== Document segment ==
=-=-=-=-=

A: Yes. Under the ADA, an employer may require that an employee disclose health information bearing upon whether the employee poses a direct threat to the health or safety of himself or others. Because an employee with swine flu in the workplace would expose others to contagion and may aggravate the employee’s own illness, the employer can require disclosure. However, the employer must treat the positive test result as confidential.
There is one subtle distinction here: While the ADA applies when an employer requires that an employee be tested for swine flu, the ADA does not apply when the employer states that employees who have voluntarily had themselves tested for swine flu must share the results of the test for swine flu. The distinction is important because an employer that mishandles information protected by the ADA could be subject to a claim for violation of that statute which includes a fee-shifting position, whereas an employer who mishandles information not subject to the ADA might be subject only to a common law claim, which does not include fee-shifting.
Q: Can an employer require that an employee disclose whether he or she has been exposed to others who have tested positive for swine flu?

=-=-=-=-=

== Your instructions ==
Copy the passage above on the ADA and employee swine flu disclosure word for word, in full.

=-=-=-=-=

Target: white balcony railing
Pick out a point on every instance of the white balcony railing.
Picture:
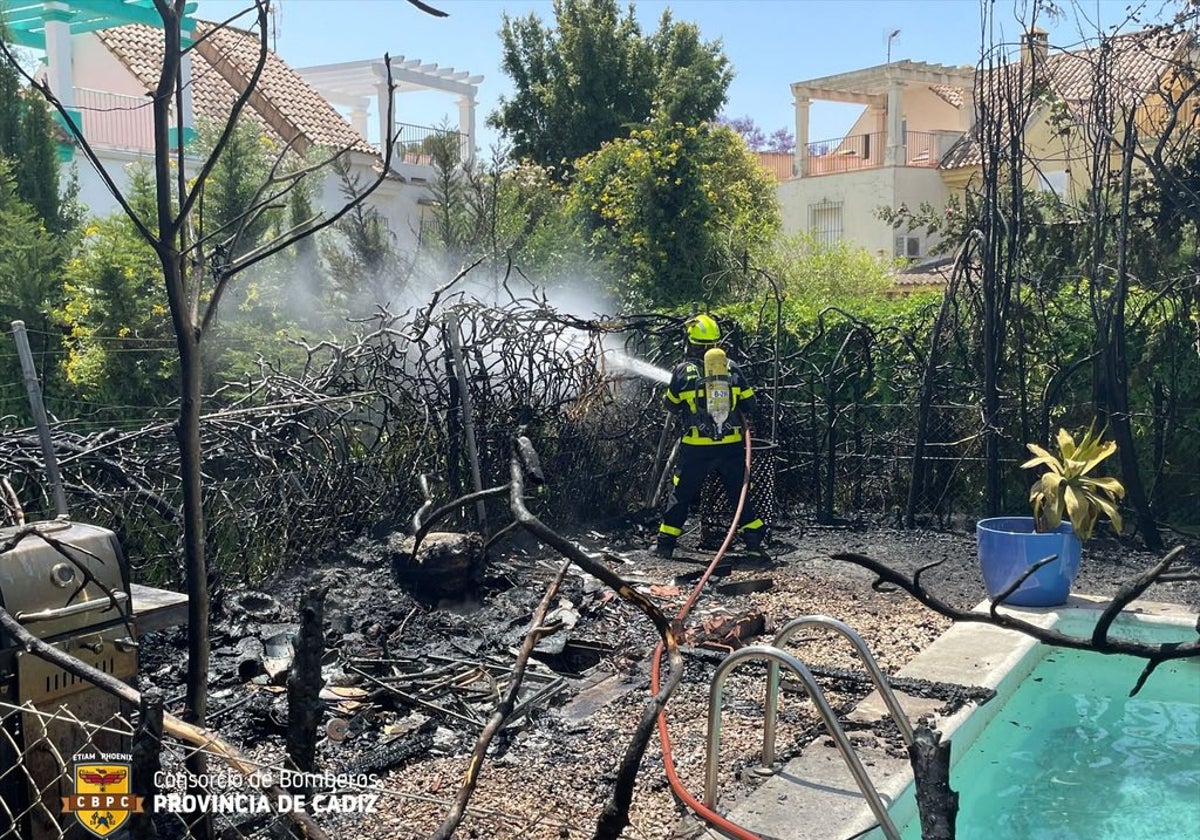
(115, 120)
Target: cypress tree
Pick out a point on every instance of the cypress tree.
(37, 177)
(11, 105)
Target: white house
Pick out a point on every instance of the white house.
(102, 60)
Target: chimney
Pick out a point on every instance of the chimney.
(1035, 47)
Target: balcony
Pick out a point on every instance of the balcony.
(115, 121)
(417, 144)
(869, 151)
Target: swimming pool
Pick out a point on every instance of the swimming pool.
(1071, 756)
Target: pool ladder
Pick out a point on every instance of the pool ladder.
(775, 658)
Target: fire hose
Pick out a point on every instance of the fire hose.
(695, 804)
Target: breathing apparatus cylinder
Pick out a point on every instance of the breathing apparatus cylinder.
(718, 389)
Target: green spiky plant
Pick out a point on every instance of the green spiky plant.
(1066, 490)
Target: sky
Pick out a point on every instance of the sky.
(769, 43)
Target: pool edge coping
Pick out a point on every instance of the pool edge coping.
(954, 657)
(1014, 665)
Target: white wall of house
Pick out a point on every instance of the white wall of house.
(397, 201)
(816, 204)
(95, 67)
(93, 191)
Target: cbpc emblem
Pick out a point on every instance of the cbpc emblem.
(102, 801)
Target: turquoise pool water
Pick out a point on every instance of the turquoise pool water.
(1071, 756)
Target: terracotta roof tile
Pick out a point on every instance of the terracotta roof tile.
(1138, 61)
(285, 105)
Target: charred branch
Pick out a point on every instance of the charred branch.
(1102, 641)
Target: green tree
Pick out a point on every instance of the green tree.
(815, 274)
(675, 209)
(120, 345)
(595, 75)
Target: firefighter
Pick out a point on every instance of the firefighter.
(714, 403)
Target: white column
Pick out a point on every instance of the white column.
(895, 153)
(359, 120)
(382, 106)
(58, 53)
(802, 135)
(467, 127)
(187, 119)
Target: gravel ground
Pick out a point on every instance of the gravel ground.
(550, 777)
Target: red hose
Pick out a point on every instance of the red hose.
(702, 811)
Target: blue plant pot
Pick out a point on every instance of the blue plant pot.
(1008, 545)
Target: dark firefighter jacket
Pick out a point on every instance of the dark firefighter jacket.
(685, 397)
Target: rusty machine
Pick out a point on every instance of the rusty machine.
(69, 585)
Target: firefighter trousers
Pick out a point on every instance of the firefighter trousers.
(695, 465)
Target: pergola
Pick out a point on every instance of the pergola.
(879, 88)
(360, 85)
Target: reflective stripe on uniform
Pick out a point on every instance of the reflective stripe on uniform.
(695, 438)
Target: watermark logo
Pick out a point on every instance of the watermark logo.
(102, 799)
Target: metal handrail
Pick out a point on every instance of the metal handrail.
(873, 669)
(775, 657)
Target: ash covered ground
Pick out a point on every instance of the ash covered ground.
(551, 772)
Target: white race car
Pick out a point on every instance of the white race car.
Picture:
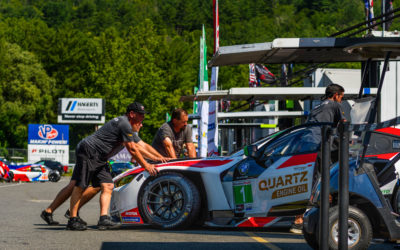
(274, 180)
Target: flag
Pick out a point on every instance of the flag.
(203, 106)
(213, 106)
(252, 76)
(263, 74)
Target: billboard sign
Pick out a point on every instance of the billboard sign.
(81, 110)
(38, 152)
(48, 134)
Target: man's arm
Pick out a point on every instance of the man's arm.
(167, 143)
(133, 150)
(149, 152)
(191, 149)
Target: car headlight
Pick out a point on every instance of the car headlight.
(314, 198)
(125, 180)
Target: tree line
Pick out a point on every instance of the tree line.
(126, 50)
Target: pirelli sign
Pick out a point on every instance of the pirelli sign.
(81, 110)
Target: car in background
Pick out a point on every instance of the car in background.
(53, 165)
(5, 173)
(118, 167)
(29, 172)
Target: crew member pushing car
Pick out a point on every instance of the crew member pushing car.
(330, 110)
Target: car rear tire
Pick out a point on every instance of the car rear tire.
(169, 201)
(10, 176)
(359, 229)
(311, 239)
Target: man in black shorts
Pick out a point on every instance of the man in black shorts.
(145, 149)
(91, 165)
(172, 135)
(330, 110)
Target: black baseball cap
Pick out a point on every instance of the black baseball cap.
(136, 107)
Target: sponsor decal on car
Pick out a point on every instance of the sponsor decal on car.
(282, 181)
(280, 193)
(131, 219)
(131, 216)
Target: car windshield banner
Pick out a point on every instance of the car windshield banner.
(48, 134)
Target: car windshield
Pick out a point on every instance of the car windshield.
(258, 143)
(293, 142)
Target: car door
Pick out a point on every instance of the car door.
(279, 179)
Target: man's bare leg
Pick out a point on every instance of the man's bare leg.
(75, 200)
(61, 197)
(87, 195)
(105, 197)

=-=-=-=-=

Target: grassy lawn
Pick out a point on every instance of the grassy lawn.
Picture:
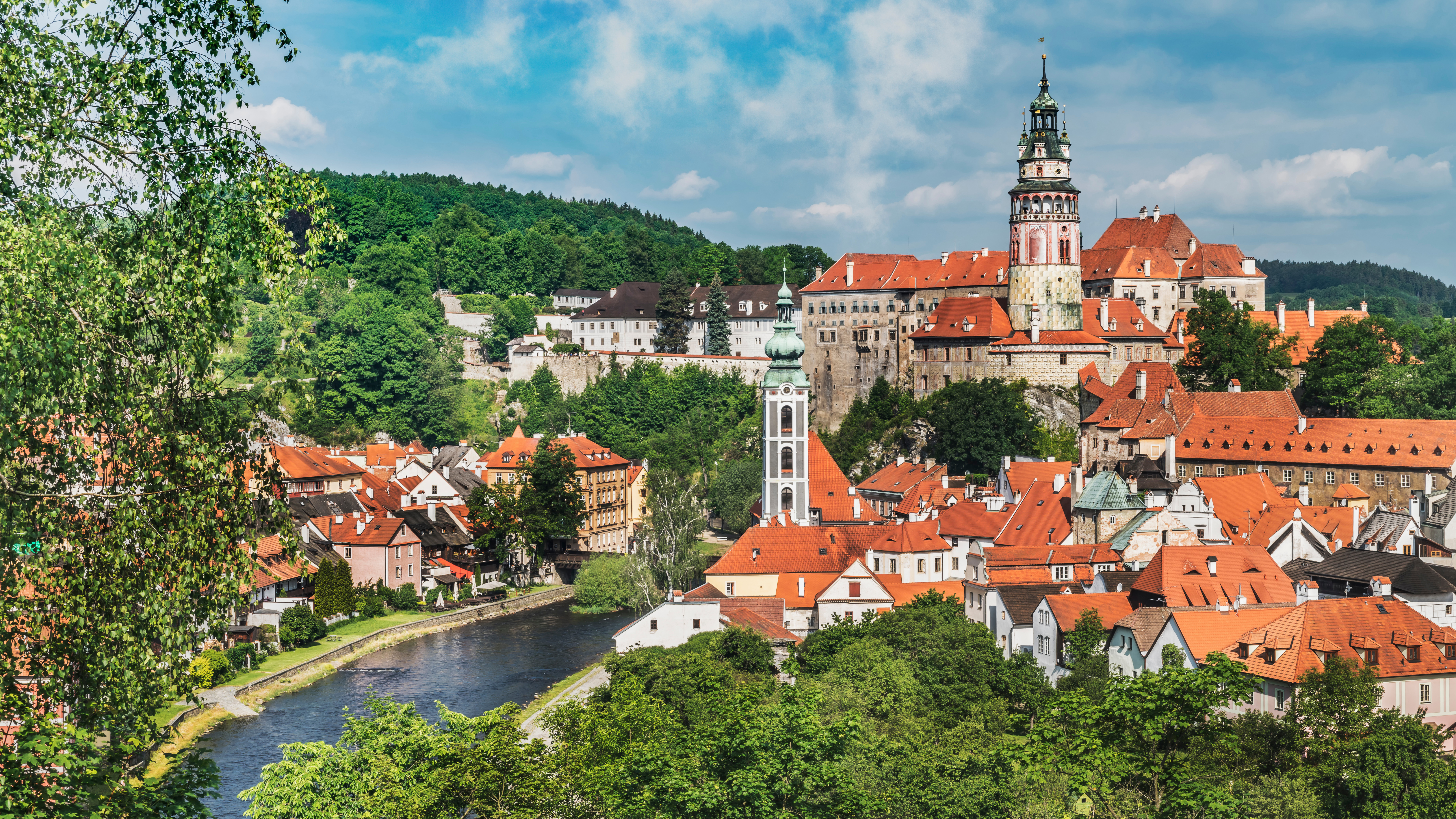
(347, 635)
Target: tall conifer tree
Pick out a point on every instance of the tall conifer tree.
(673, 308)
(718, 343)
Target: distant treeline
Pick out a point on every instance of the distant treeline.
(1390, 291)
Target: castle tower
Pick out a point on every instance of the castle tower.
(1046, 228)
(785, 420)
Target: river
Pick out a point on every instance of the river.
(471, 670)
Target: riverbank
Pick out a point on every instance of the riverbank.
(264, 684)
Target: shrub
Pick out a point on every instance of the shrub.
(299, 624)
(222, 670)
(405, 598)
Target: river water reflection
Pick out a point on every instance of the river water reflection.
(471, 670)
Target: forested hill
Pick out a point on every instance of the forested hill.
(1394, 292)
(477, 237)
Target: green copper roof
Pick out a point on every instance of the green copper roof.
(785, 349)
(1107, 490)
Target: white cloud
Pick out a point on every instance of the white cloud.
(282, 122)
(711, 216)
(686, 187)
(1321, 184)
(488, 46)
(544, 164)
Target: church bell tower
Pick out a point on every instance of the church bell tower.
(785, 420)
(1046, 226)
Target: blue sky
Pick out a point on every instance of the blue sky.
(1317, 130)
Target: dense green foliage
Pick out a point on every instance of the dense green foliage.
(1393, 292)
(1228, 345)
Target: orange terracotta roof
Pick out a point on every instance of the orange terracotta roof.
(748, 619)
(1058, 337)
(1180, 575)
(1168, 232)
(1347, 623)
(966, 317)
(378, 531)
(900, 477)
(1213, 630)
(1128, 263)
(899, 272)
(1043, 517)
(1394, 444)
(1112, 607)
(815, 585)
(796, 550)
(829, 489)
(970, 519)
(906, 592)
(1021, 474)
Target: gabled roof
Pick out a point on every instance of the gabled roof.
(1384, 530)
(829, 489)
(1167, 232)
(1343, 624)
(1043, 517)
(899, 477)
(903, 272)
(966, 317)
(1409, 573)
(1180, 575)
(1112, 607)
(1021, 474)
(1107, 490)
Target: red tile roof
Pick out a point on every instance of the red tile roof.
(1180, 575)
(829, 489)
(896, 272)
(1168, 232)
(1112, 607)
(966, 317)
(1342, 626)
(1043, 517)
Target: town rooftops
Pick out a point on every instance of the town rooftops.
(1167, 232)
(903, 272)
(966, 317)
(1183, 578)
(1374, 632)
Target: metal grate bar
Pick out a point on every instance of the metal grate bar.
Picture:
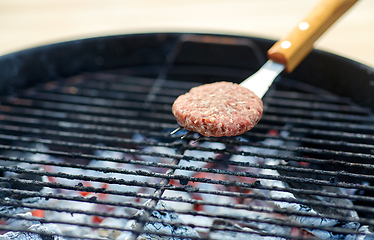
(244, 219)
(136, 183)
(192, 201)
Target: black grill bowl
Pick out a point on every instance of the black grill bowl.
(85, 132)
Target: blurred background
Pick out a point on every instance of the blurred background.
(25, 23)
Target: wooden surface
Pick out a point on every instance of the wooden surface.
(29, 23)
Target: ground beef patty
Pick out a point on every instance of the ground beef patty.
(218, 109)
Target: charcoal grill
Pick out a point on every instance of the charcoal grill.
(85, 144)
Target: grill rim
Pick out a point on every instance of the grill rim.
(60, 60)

=-=-=-=-=

== Exercise answer ==
A: Yes. Under the ADA, an employer may require that an employee disclose health information bearing upon whether the employee poses a direct threat to the health or safety of himself or others. Because an employee with swine flu in the workplace would expose others to contagion and may aggravate the employee’s own illness, the employer can require disclosure. However, the employer must treat the positive test result as confidential.
There is one subtle distinction here: While the ADA applies when an employer requires that an employee be tested for swine flu, the ADA does not apply when the employer states that employees who have voluntarily had themselves tested for swine flu must share the results of the test for swine flu. The distinction is important because an employer that mishandles information protected by the ADA could be subject to a claim for violation of that statute which includes a fee-shifting position, whereas an employer who mishandles information not subject to the ADA might be subject only to a common law claim, which does not include fee-shifting.
Q: Can an employer require that an employee disclose whether he or she has been exposed to others who have tested positive for swine flu?